§ Dataset excerpts:
○ ○ ○ ○

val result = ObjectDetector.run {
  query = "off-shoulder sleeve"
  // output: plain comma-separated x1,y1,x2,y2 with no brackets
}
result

○ ○ ○ ○

§ Challenge: Copy the records above line for line, with no changes.

§ Exercise answer:
val result = ObjectDetector.run {
  query = "off-shoulder sleeve"
  // output: plain comma-separated x1,y1,x2,y2 with no brackets
}
result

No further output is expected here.